• [TAREA A]: Según el texto sobre las fotografías de Michael y Mick Schumacher, ¿qué año fue la primera temporada mágica de Michael Schumacher con Ferrari?
• [TAREA B]: Prolonga el texto sobre las fotografías de Michael y Mick Schumacher a partir de su última oración.

• [EXTRACTO PROPORCIONADO]:
*****
Fotografías: en una aparece un joven Michael Schumacher cargando a su bebé Mick, en plenos pits y con traje de competencia, en la que sería su primera temporada mágica con Ferrari, la del año 2000; en otra Mick, de unos cuatro años, es captado por la transmisión de una carrera, mientras dirige la mirada hacia la pista y tiene los oídos tapados por unos audífonos mucho más grandes que su rostro (en la pantalla aparece, en tiempos de la mayor hegemonía, el nombre Schumacher acompañado del número 1); en la siguiente, vemos al heptacampeón de la Fórmula Uno, posando junto a su hijo que está a bordo de un Go-Kart, por ahí de 2009, justo cuando estaba por interrumpir su retiro profesional; por último, contemplamos el semblante del adolescente Mick esta semana en el inicio de los entrenamientos de la Fórmula 4.
*****
• [CONJUNTO DE DATOS]:
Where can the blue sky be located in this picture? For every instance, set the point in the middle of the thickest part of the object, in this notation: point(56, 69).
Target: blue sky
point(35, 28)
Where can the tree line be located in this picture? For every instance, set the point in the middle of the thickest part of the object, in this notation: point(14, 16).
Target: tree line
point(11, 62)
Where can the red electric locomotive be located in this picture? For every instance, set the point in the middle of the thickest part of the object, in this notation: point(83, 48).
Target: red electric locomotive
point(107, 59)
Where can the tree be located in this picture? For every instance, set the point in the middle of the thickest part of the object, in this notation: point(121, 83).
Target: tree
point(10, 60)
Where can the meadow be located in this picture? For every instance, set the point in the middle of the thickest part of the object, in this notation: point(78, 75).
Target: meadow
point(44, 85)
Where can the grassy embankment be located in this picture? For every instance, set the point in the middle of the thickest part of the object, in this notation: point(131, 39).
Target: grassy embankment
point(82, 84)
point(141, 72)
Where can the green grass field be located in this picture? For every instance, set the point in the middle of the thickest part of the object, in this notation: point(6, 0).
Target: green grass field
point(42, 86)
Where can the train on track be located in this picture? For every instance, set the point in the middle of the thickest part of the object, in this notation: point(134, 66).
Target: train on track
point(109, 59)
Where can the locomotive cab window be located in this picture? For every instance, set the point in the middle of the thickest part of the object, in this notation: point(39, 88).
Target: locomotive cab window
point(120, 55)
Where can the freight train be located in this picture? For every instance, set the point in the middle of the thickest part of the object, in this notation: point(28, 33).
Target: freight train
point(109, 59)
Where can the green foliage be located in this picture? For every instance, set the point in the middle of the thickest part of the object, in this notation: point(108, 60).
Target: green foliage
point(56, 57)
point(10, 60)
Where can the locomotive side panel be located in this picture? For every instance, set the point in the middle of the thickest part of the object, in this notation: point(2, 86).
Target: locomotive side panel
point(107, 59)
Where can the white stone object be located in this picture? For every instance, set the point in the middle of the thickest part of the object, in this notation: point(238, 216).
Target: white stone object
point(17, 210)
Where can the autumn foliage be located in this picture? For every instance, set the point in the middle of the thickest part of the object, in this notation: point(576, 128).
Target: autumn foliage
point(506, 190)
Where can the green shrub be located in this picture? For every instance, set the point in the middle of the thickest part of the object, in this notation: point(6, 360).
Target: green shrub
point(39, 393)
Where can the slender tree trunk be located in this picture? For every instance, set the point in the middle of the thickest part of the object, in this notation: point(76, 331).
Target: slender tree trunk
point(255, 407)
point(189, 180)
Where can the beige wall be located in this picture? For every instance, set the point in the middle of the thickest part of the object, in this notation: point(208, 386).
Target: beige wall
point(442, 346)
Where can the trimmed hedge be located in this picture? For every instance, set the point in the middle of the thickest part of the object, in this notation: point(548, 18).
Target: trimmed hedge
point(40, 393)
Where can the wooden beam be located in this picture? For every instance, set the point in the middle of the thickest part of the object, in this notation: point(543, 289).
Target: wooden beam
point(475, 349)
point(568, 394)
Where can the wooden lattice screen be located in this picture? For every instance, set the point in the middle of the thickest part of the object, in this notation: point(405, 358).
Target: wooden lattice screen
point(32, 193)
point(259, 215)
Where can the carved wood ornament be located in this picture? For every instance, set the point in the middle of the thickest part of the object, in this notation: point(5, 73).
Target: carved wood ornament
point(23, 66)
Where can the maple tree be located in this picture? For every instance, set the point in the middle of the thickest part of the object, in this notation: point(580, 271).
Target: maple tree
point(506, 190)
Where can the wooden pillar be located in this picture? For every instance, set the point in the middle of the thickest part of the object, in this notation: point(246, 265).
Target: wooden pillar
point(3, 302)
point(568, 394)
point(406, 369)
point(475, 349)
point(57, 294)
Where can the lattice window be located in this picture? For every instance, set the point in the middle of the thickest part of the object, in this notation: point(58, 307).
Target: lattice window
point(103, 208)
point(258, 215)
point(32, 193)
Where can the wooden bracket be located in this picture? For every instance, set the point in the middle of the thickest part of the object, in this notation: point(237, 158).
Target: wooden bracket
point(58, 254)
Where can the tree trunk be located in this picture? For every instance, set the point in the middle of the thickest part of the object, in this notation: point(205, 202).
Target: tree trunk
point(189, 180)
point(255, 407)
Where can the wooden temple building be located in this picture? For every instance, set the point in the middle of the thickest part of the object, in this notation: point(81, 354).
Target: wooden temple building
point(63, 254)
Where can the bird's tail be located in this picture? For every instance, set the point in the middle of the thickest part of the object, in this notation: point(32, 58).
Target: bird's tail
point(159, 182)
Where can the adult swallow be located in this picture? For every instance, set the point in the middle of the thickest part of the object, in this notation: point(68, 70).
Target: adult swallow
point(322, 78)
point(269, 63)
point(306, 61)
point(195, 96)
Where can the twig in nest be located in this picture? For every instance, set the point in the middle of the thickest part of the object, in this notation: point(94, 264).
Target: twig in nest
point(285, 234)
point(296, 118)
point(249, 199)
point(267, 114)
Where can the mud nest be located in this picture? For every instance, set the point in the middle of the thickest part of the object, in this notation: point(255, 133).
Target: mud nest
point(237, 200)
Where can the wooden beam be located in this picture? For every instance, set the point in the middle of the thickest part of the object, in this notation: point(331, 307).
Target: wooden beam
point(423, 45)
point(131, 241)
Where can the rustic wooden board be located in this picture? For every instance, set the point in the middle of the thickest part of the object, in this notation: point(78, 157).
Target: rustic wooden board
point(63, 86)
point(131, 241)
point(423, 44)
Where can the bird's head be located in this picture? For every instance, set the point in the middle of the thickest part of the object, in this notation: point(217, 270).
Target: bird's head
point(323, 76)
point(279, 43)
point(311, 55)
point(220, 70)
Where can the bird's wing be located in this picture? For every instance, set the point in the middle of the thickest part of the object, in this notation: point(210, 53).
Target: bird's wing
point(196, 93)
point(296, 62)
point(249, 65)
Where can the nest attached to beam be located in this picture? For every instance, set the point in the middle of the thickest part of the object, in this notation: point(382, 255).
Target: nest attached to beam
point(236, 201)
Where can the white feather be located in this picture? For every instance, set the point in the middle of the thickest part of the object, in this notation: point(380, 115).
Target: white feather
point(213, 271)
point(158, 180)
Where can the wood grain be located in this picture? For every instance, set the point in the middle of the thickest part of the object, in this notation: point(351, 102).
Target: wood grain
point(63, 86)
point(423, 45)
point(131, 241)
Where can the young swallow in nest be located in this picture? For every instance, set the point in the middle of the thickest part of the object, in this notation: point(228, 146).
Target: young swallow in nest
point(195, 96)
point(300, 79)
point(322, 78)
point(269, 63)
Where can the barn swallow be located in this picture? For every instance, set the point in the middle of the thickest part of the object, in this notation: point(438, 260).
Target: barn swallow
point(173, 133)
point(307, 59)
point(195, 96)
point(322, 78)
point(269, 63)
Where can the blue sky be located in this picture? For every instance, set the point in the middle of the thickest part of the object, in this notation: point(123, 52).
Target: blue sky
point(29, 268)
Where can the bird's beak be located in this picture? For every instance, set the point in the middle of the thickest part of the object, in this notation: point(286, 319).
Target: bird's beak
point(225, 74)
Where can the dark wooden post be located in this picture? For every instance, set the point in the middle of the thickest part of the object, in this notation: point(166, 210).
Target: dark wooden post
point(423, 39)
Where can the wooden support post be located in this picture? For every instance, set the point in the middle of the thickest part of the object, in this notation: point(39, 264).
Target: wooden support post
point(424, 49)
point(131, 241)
*****
• [RESULTADO A]: El año 2000.

• [RESULTADO B]:
La fotografía puede hacer magia: si comparamos meticulosamente las caras de Michael y Mick a los 16 años, llegaremos a la conclusión de que no se parecen tanto; incluso, diría yo, Mick tiene algo más de su tío, el también ex piloto de Fórmula Uno, Ralf Schumacher. Sin embargo, esa foto a la que me refiero: los hombros de Mick se encuentran ladeados en relación con la cámara y su rostro, casi de perfil, mira al lente de soslayo; el gesto podría ser el del padre, en sus inicios y en su veteranía, en día de correr o de descanso, también la sonrisa mesurada y los ojos profundos. Replicar un gesto, arte que sólo la genética entiende.
Mick ha comenzado sus andanzas por la Fórmula 4 ante más de un centenar de periodistas. Cuanto efectúa es sometido a un torbellino de comparaciones y expectativas. Ser hijo del piloto más exitoso de todos los tiempos ya bastaría para que el muchacho apenas pueda respirar mientras se abre camino, pero serlo, además, de alguien que se encuentra desde hace 15 meses en un estado de salud delicado y hermético, añade todavía más reflectores.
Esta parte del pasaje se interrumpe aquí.